The input –

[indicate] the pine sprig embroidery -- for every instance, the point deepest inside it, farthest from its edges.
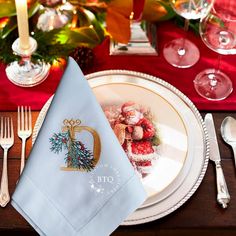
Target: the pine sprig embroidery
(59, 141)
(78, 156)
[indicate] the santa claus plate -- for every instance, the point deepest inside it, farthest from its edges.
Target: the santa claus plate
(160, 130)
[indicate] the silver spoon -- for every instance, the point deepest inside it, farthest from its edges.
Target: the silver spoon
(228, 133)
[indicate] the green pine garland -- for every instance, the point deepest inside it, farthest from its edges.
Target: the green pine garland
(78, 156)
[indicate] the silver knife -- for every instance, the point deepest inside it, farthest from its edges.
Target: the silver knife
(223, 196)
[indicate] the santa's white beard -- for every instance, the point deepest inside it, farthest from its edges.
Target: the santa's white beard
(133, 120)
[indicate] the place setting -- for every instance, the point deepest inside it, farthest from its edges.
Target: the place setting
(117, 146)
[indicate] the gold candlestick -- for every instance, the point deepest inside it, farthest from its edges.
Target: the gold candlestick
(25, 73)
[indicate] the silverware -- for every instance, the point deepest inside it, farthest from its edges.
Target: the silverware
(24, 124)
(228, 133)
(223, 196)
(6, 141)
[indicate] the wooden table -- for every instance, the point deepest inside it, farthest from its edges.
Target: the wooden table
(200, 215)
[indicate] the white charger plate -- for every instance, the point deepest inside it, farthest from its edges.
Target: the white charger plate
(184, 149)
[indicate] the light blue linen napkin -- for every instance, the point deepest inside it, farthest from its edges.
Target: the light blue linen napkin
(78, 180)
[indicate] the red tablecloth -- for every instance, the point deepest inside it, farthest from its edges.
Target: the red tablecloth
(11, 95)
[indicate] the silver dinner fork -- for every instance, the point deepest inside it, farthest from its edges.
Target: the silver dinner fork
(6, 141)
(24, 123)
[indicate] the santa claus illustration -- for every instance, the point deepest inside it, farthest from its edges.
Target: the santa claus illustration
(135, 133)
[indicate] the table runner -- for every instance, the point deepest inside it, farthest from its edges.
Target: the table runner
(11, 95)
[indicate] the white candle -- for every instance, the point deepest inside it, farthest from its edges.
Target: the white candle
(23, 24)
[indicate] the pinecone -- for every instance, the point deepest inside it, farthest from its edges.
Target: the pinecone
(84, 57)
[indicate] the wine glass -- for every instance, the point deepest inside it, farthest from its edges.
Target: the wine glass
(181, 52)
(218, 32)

Your objective –
Go through the data above and transcribe it in full, omitting any image.

Answer below –
[indicate] the pine sprig embroidery -- for every instance, the point deepest inside it, farthest from its edges.
Target: the pine sprig embroidery
(59, 141)
(78, 156)
[indicate] the santa claus plate -- for every instance, the point deepest inside it, farthest from its edges.
Target: the santa claus plate
(160, 130)
[indicate] the silver spoon -- for every instance, the point deepest inside it, farthest from its edges.
Target: the silver spoon
(228, 133)
[indicate] the green pine garland -- for every instance, the point deepest inside it, farthest from its edges.
Target: the green pine garland
(78, 156)
[indicate] the silver knife -- for every instance, the point deepest inside it, farthest from its edges.
Target: the silver knife
(223, 196)
[indicate] the santa's white beard -- for every instance, the point deepest inside it, farthest from its edges.
Target: the santa's white beard
(133, 120)
[indicate] the place setting -- for every instance, the point deepest inside it, farthest from its edges.
Target: the place setting
(117, 146)
[indicate] the gold candlestick -- for every instance, the point deepest inside it, farthest from its edges.
Target: the gold candlestick
(25, 73)
[indicate] the silverware -- for every instance, the point deepest inside it, farthest from its edges.
Target: the silverware
(24, 124)
(228, 133)
(223, 196)
(6, 141)
[indicate] the wooden table -- for every instance, the point deepest inside it, farthest from its edges.
Target: the wooden table
(200, 215)
[indicate] the white charger plate -- for every instance, the point deepest inside it, farthest from its edges.
Target: the white charger plate
(184, 149)
[indicate] the light blue linen napkin -- for every instance, the point deepest inside it, farthest from its edges.
Target: the light blue linen napkin
(78, 180)
[indicate] the red tablecloth -- for every instance, the point deepest inside it, farthest from its edges.
Target: the red tablecloth
(11, 95)
[indicate] the silver dinner fork -- for every instance, the point deepest inside it, farthest from its edges.
Target: the silver dinner fork
(6, 141)
(24, 123)
[indicate] the santa claus illustration -- for every instance, the point deepest inside it, farthest from its edges.
Target: the santa claus illustration
(135, 133)
[indicate] the table runner -- for every instance, the point deepest inside it, farthest from its edges.
Target: the table runner
(11, 95)
[indicate] the white candle -- for every instance, the point deepest inside it, farthest from its edges.
Target: the white candle
(23, 24)
[indicate] the pinecone -- for every instance, the point deepest inside it, farthest from its edges.
Target: the pinecone
(84, 57)
[indicate] the wine glass -- for every instance, the point deepest inside it, farthest from its edges.
Target: the wine glass
(181, 52)
(218, 32)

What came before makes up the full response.